Excerpt provided:
From 28th June to 5th November 2023, the four artists featured in this 7th session of contemporary photography exhibitions at L’Appartement are :

Stefanie Moshammer
Each Poison, A Pillow

Each Poison, A Pillow combines documentation and personal memories to present a candid approach to a taboo topic: alcoholism in women. Drawing on her childhood and discussions with her mother, Stefanie Moshammer designed an installation to evoke the particular characteristics of this addiction through a variety of media, including photography, videos, textiles, scientific studies, advertising and screenshots.

Each Poison, A Pillow also gave rise to a book published by Éditions Images Vevey.

Laia Abril
Menstruation Myths

Laia Abril’s project, Menstruation Myths reveals the plight of those experiencing this biological mechanism in societies that despise it. The artist used texts and images to explore myths and beliefs of various cultural origins, alongside unsettling statistics on the way of life for girls and women during their menstrual cycle. Displaying both research and visual metaphors, the installation allows a better comprehension of the tragic repercussions of miseducation and silence regarding the menstrual calendar.

Le Salon
Jeff Wall
A Sudden Gust of Wind (after Hokusai) 

The famous Canadian visual artist Jeff Wall collaborated with the independent photography book publishing company TBW Books to turn his large photograph A Sudden Gust of Wind (after Hokusai) into a book-object. When his work is hung on a wall, the ambient air flow gently moves the 98 unbound lightweight sheets of paper, recalling the original photograph of four people and a sheaf of papers swept away by the wind, a scene inspired by a woodcut by the Japanese artist Hokusai.

Augustin Lignier

The second Prix Images Vevey x ECAL was awarded to Augustin Lignier.

For his Master’s project, he built a pristine white cube inside his bedroom and, every day for almost two months, he locked himself inside it. As he repetitively and obsessively triggered the shutter release, he put his body’s limits to the test to experiment with the apparatus. This performative and conceptual approach resulted in Container, a project that questions the alienating relationship between a photographer and their camera.

Dataset extract:

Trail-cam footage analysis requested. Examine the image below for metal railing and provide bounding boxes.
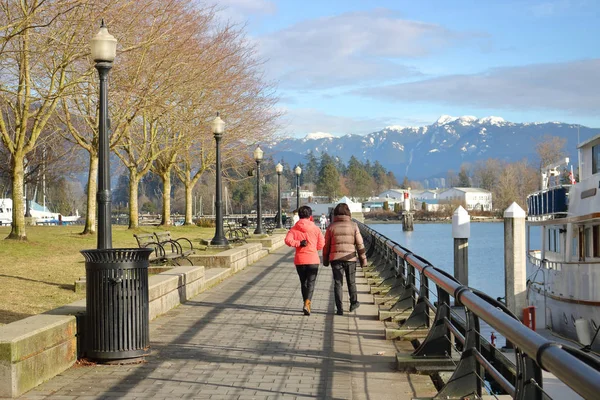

Exercise requirements:
1. Answer from the exhibition text:
(a) How many unbound sheets of paper make up Jeff Wall's book-object?
(b) Which publisher issued the book that came out of Each Poison, A Pillow?
(c) What prize was awarded to Augustin Lignier?
2. Rewrite the part of the exhibition text that opens with the words containing "From 28th June" and closes with "advertising and screenshots.", replacing "alcoholism" with "alcohol dependence".
Rely on the exhibition text alone, not on the listing.

Task solutions:
1.
(a) 98
(b) Éditions Images Vevey
(c) The second Prix Images Vevey x ECAL

2.
From 28th June to 5th November 2023, the four artists featured in this 7th session of contemporary photography exhibitions at L’Appartement are :

Stefanie Moshammer
Each Poison, A Pillow

Each Poison, A Pillow combines documentation and personal memories to present a candid approach to a taboo topic: alcohol dependence in women. Drawing on her childhood and discussions with her mother, Stefanie Moshammer designed an installation to evoke the particular characteristics of this addiction through a variety of media, including photography, videos, textiles, scientific studies, advertising and screenshots.